● **EXTRACT TO READ**
--------

There is a linear transformation $T$: $\mathbb{R}^5 \rightarrow \mathbb{R}^4$ given by $$ T\left(\begin{array}{r} \mathbf{x} \end{array}\right) = \left[\begin{array}{r} 2x_1-4x_2-x_3-3x_4+2x_5\\ -x_1+2x_2+x_3+x_5\\ x_1-2_x2-x_3-3x_4-x_5\\ -x_1+4x_2-x_3+5x_5 \end{array}\right] \quad \text{for} \quad \mathbf{x} = \left[\begin{array}{r} x_1\\ x_2\\ x_3\\ x_4\\ x_5 \end{array}\right] \in \mathbb{R}^5 $$

First I've found the matrix $A$ that fulfulls $T(x) = Ax$ for all $x \in \mathbb{R}^5$.

--------

● **Dataset records**
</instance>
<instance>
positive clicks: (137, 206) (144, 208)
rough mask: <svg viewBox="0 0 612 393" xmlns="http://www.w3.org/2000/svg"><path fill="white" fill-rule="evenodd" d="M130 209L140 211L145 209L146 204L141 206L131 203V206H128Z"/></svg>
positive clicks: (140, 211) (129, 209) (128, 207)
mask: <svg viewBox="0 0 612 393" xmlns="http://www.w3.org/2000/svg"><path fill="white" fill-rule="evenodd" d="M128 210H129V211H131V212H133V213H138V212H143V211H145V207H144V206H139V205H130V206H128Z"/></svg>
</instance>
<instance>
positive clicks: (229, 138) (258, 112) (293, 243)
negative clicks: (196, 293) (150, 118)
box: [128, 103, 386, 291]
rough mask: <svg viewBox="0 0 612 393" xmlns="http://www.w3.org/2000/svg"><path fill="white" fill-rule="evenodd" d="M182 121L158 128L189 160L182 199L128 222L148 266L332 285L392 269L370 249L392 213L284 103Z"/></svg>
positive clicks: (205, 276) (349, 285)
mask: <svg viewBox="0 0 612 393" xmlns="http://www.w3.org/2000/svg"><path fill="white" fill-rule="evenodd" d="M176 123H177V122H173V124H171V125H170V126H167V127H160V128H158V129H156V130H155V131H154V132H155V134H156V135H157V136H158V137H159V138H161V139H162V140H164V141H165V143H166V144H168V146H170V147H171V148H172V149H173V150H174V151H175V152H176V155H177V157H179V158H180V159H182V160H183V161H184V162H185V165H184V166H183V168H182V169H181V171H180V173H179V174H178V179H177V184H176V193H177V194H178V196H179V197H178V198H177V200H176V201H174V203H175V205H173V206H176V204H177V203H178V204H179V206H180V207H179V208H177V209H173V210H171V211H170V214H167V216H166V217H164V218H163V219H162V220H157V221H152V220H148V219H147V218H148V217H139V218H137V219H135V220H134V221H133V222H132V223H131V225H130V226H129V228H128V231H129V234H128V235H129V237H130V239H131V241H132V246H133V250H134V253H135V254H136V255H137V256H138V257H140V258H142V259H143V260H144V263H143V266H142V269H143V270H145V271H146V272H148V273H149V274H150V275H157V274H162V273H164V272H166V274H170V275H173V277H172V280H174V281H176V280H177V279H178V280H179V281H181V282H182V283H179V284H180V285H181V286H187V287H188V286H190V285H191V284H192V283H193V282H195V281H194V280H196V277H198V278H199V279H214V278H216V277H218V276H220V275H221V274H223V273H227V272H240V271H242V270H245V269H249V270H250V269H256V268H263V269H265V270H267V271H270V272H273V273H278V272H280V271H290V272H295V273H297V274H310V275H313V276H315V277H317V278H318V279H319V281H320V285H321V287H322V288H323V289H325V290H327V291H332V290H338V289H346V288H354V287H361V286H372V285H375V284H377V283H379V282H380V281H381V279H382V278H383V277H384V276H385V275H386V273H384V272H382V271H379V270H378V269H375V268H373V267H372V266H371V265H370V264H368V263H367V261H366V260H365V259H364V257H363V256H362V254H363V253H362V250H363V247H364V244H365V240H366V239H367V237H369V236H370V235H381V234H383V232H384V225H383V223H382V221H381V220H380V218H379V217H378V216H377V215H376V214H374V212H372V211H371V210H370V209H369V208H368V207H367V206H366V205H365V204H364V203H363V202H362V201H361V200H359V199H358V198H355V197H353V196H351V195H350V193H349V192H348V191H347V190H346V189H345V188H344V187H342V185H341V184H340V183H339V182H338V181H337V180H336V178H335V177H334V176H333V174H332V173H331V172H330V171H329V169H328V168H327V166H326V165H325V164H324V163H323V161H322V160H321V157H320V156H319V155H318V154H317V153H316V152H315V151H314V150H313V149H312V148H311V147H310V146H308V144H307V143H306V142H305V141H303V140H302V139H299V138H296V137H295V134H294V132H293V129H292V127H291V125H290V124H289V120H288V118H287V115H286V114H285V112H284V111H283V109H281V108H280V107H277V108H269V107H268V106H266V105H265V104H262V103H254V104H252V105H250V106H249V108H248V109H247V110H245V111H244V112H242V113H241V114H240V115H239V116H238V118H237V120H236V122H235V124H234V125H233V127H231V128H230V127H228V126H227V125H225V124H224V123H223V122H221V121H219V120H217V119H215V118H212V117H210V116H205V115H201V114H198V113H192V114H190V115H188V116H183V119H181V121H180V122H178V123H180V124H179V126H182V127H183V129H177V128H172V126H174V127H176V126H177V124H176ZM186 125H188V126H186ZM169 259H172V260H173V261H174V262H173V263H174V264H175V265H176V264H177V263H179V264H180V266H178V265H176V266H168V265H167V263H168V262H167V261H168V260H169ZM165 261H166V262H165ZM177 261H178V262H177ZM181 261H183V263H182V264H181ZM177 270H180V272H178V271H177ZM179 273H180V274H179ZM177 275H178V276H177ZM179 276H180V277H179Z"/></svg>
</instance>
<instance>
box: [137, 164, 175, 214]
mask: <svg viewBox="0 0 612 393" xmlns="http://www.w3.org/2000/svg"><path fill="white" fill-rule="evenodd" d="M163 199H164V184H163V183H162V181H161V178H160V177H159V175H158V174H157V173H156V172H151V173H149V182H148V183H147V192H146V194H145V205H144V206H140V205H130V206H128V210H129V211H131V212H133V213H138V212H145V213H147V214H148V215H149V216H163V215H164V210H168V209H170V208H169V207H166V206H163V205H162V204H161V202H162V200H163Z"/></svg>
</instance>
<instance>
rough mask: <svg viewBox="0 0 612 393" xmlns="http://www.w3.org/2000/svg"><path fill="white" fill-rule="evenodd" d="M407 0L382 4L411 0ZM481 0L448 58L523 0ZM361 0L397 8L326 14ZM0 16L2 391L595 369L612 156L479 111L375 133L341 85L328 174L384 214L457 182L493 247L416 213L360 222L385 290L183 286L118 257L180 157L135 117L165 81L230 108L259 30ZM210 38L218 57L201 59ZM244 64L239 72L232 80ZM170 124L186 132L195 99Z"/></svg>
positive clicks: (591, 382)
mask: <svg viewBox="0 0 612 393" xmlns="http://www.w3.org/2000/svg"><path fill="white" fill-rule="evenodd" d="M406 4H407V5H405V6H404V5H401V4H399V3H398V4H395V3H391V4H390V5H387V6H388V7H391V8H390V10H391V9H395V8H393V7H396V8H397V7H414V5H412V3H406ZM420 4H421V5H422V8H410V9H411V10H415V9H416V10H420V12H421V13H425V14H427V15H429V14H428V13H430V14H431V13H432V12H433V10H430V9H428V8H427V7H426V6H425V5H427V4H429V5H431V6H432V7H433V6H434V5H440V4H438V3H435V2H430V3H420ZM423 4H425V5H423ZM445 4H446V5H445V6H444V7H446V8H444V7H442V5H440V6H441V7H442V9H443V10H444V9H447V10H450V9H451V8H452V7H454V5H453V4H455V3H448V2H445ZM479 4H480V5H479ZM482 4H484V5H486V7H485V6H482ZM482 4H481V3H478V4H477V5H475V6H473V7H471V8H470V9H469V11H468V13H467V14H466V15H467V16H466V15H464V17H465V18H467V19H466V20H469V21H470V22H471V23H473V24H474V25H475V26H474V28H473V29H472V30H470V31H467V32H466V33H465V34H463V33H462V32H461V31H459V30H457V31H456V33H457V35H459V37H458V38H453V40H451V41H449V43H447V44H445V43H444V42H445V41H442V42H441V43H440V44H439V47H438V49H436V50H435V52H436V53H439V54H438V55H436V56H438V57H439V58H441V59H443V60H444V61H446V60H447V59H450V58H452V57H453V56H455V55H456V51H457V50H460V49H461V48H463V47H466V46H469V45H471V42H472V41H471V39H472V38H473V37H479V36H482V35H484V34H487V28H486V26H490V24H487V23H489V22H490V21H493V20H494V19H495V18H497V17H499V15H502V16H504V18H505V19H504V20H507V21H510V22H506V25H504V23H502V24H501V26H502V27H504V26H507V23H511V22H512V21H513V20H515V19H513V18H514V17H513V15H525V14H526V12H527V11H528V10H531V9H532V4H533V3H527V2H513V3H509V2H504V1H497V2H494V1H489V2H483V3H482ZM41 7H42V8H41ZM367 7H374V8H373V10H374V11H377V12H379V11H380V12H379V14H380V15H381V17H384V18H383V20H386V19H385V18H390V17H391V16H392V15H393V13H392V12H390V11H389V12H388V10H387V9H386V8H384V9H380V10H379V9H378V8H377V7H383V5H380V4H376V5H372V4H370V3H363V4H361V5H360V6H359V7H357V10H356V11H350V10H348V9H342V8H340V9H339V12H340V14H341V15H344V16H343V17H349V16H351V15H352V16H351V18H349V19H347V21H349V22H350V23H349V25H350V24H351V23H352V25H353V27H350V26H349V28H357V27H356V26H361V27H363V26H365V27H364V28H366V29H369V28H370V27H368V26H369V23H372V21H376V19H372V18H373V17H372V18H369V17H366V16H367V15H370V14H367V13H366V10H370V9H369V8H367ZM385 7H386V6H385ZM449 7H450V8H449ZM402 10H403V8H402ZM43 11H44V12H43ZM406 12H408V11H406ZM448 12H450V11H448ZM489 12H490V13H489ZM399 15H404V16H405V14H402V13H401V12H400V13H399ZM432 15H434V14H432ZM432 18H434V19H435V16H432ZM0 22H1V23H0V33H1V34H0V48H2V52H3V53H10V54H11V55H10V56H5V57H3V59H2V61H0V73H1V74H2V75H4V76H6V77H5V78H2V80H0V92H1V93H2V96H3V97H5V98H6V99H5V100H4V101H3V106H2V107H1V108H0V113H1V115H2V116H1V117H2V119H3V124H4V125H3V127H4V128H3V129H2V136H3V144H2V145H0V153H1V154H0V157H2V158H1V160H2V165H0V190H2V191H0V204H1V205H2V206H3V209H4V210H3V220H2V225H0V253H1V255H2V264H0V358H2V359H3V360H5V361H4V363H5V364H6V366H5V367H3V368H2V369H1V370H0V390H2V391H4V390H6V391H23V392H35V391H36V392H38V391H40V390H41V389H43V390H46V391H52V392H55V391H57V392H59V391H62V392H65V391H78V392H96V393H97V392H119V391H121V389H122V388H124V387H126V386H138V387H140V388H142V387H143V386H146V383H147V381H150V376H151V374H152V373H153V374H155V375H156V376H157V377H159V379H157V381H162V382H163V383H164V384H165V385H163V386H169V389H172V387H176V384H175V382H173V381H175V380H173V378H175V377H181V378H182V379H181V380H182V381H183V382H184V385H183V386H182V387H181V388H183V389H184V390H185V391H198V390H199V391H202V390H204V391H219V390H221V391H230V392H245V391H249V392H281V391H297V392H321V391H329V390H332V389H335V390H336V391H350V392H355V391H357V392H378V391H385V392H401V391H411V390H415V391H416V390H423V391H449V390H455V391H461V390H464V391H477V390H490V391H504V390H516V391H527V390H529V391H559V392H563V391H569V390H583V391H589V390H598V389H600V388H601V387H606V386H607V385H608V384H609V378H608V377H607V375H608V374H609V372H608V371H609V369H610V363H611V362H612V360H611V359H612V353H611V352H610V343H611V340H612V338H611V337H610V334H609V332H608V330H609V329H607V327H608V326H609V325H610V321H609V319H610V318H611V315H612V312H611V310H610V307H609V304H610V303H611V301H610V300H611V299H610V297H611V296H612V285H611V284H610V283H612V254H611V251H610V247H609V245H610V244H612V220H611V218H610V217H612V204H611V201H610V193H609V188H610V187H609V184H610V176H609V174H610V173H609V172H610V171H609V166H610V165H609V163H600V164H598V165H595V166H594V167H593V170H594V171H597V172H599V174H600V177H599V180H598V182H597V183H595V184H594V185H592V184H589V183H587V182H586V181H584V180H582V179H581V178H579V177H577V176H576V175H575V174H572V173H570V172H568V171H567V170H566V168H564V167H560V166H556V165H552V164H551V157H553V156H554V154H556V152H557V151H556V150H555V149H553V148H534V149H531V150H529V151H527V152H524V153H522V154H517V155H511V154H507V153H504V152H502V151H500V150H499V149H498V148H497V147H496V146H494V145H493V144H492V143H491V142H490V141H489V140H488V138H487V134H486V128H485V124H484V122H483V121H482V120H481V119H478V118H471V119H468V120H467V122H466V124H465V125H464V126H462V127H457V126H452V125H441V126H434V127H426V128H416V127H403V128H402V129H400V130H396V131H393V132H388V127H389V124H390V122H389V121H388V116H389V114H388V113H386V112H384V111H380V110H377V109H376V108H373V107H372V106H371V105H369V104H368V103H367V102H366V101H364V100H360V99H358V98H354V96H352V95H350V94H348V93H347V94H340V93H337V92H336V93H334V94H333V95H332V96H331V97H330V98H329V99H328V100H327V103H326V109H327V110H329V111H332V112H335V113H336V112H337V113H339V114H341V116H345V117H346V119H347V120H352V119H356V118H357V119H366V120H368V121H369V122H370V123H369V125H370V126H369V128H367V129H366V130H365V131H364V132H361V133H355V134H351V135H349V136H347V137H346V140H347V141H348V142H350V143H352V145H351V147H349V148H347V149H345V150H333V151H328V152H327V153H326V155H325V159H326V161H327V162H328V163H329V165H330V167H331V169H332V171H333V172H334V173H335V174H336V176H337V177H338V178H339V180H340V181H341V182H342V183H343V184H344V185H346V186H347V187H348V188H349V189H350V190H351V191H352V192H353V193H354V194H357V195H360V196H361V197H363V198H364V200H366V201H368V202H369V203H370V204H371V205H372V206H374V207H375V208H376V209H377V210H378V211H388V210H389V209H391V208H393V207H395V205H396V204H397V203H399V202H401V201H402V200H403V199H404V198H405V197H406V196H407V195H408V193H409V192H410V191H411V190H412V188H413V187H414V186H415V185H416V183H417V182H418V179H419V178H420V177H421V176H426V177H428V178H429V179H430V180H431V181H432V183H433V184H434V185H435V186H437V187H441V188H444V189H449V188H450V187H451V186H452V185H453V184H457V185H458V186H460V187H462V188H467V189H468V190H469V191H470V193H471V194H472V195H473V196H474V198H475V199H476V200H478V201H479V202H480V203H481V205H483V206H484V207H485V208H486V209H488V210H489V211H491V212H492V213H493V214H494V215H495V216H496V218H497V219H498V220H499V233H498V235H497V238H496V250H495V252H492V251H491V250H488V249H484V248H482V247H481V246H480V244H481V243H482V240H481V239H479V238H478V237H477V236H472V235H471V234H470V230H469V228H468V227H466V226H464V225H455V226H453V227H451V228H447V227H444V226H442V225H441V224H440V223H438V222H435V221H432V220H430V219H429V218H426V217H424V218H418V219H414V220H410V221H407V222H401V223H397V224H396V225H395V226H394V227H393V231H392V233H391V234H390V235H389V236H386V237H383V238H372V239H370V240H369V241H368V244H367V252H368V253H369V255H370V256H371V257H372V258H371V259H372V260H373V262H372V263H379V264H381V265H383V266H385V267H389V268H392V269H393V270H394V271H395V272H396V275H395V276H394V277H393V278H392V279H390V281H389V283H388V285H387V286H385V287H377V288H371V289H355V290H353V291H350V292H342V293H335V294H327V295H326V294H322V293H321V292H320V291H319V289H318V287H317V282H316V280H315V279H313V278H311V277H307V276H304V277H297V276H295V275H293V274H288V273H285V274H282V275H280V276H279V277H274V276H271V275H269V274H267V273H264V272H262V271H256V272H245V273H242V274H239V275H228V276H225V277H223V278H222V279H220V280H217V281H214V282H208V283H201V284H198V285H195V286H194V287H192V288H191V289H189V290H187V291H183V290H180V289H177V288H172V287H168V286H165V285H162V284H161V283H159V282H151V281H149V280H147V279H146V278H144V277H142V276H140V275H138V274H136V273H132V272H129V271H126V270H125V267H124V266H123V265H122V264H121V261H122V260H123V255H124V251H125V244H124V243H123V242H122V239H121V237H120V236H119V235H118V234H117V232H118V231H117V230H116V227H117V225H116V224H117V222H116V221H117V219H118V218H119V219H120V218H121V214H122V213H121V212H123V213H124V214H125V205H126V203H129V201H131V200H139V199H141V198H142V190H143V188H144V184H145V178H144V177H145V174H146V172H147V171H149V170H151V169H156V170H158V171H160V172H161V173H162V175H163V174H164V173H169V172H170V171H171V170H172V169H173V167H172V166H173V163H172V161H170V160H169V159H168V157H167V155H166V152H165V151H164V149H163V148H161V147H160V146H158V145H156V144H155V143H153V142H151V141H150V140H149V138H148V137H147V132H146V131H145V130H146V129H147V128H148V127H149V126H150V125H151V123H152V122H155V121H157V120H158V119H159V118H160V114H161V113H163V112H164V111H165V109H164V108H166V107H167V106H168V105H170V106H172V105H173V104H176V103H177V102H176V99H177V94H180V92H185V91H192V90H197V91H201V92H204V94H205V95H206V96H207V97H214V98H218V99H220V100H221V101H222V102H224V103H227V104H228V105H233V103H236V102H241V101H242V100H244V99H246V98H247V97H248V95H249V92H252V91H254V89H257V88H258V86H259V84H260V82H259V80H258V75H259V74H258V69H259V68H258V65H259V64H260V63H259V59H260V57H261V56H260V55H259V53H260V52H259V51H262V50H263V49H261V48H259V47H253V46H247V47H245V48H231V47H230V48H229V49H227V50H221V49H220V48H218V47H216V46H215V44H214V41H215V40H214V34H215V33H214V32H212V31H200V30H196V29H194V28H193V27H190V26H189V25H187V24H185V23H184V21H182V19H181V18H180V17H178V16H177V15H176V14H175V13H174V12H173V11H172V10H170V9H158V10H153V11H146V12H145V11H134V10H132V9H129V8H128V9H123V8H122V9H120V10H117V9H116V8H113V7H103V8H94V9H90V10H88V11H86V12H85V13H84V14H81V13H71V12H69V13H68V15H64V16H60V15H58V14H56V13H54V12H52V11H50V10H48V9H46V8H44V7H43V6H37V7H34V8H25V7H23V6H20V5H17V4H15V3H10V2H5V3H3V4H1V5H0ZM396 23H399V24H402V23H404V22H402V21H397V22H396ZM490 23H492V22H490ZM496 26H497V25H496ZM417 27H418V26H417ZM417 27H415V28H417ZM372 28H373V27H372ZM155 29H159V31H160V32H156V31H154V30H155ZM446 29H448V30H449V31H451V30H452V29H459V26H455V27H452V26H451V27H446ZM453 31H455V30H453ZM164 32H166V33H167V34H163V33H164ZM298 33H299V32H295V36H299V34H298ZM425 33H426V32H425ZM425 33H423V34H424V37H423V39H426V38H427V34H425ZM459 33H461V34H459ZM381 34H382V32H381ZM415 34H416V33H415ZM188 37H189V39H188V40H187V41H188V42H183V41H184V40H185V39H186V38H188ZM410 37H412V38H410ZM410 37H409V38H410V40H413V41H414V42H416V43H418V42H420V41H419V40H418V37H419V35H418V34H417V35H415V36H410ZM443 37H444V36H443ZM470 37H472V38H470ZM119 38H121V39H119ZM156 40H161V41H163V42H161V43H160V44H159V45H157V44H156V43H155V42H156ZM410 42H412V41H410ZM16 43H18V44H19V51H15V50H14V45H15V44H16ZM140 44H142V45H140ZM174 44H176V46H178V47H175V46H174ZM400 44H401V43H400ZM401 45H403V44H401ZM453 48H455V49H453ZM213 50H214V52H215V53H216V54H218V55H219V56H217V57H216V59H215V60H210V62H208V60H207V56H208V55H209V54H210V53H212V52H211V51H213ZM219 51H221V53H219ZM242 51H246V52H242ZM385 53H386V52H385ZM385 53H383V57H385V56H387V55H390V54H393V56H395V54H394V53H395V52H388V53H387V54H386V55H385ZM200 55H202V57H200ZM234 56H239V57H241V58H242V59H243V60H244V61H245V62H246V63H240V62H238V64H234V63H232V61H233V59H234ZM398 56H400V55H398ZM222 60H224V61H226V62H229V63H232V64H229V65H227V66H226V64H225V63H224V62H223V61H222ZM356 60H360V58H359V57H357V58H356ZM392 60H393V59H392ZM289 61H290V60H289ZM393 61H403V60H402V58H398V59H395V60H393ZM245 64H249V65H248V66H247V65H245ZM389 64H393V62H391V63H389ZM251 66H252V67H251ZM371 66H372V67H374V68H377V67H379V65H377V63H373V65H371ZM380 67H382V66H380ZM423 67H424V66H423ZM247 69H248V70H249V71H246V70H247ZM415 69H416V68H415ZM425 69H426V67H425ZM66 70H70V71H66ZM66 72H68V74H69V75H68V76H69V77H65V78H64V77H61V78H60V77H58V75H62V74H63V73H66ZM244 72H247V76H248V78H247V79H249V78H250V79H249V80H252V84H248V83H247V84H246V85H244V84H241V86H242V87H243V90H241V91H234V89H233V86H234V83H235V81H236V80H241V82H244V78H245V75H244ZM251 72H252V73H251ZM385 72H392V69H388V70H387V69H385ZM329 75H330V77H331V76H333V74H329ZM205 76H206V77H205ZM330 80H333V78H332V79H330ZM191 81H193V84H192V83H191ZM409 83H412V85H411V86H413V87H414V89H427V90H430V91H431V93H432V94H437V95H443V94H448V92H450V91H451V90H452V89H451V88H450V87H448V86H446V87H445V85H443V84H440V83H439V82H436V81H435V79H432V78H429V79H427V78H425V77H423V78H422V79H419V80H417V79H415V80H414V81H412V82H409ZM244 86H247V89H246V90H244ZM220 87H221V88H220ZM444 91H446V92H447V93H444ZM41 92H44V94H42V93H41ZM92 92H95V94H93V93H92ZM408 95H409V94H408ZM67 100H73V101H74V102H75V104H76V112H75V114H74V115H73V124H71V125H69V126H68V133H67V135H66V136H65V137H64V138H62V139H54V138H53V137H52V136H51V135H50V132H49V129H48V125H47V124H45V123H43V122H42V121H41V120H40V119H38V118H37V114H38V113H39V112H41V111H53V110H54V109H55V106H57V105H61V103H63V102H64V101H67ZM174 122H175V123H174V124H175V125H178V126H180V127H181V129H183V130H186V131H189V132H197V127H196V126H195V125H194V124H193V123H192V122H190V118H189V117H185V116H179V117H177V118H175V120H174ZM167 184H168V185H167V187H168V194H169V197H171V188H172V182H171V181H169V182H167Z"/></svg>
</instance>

--------

● **PROBLEMS TO WORK ON**
[1] List the components of the vector x in the linear transformation excerpt.
[2] In the records, switch "rough mask" to "coarse mask" in everything from the start of the records down to the line that contains "positive clicks: (205, 276) (349, 285)", and give only those lines.

● **OUTPUTS FOR THE TASKS**
[1] x_1, x_2, x_3, x_4, x_5

[2]
</instance>
<instance>
positive clicks: (137, 206) (144, 208)
coarse mask: <svg viewBox="0 0 612 393" xmlns="http://www.w3.org/2000/svg"><path fill="white" fill-rule="evenodd" d="M130 209L140 211L145 209L146 204L141 206L131 203V206H128Z"/></svg>
positive clicks: (140, 211) (129, 209) (128, 207)
mask: <svg viewBox="0 0 612 393" xmlns="http://www.w3.org/2000/svg"><path fill="white" fill-rule="evenodd" d="M128 210H129V211H131V212H133V213H138V212H143V211H145V207H144V206H139V205H130V206H128Z"/></svg>
</instance>
<instance>
positive clicks: (229, 138) (258, 112) (293, 243)
negative clicks: (196, 293) (150, 118)
box: [128, 103, 386, 291]
coarse mask: <svg viewBox="0 0 612 393" xmlns="http://www.w3.org/2000/svg"><path fill="white" fill-rule="evenodd" d="M182 121L158 128L189 160L182 199L128 222L148 266L332 285L392 269L370 249L392 213L284 103Z"/></svg>
positive clicks: (205, 276) (349, 285)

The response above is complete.